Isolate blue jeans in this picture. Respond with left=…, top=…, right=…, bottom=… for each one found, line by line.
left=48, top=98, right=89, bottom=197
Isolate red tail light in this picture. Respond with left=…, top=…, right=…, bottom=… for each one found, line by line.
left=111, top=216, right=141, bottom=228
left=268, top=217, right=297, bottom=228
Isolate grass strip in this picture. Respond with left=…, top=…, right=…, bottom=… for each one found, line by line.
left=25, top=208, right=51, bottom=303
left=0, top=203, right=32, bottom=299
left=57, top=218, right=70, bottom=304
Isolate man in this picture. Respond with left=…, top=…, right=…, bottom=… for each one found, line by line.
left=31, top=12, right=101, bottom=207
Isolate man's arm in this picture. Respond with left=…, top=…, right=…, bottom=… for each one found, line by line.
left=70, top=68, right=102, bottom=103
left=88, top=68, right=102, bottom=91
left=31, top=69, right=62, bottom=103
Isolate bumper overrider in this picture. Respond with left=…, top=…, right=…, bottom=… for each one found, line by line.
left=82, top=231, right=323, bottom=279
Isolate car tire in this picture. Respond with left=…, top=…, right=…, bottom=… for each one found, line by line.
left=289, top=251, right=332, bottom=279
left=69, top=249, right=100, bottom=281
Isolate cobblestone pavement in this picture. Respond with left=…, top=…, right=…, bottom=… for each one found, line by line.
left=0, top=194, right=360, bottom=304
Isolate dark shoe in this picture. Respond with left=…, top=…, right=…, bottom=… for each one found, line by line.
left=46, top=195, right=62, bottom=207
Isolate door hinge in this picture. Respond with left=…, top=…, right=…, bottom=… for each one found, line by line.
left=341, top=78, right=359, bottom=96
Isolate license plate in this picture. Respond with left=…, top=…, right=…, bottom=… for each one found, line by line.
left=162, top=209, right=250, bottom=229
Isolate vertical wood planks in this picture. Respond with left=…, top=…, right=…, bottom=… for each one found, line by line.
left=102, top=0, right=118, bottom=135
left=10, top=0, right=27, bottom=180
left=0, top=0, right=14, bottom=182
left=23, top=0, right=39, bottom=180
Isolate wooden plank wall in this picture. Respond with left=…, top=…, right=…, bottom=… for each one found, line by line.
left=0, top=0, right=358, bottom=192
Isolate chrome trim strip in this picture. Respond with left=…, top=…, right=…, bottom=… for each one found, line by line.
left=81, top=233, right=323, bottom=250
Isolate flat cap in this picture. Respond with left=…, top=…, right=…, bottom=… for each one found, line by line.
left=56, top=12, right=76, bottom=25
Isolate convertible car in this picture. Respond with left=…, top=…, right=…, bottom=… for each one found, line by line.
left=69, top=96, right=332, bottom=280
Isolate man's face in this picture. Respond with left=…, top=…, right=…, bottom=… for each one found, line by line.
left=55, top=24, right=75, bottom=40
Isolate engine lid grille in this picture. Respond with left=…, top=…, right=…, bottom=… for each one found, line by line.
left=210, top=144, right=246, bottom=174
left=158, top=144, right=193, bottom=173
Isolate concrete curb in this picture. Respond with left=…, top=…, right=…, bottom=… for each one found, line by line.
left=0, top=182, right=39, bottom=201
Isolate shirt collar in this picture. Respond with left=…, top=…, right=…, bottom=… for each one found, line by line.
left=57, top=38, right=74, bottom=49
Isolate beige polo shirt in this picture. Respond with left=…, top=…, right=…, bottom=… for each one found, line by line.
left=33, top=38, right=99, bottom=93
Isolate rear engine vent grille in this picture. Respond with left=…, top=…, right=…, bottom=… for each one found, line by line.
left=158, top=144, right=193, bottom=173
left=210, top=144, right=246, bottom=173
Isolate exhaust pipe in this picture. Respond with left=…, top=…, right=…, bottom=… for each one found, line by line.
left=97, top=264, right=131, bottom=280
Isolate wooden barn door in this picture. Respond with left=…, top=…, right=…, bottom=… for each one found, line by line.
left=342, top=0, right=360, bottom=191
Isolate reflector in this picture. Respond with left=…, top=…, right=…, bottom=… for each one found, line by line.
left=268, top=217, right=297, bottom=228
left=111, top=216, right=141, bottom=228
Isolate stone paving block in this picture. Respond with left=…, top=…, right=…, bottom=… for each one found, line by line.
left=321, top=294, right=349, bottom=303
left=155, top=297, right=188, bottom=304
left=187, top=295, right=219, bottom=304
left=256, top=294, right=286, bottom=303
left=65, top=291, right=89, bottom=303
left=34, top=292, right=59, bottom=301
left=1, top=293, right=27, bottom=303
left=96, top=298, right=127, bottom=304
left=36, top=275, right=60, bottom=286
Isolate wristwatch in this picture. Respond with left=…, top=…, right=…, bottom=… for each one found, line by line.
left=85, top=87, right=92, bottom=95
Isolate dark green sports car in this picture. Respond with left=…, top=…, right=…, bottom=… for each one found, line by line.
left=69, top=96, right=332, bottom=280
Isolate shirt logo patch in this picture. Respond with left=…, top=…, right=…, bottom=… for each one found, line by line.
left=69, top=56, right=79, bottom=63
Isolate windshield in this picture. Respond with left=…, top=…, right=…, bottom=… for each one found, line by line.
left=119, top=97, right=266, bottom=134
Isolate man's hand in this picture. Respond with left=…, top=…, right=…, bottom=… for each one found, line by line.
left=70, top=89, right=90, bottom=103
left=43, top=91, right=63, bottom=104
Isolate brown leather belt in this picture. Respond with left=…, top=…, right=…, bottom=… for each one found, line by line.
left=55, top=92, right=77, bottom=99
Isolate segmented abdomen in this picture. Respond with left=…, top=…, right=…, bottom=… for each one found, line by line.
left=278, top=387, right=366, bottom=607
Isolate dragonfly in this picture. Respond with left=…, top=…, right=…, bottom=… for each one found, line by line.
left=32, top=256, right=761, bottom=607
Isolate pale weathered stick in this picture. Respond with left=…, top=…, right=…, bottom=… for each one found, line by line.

Instructions for the task |
Copy out the part that opens with the line containing "Isolate engine lid" and closes with the line containing "left=0, top=182, right=39, bottom=201", both lines included and request lines kept. Shift every box coordinate in the answers by -46.

Reply |
Isolate engine lid grille in this picture. Respond with left=…, top=…, right=…, bottom=… for each one found, line by line.
left=164, top=98, right=200, bottom=128
left=112, top=98, right=147, bottom=127
Isolate concrete curb in this picture. Respond with left=…, top=…, right=…, bottom=… for each one found, line by line.
left=-46, top=136, right=-7, bottom=155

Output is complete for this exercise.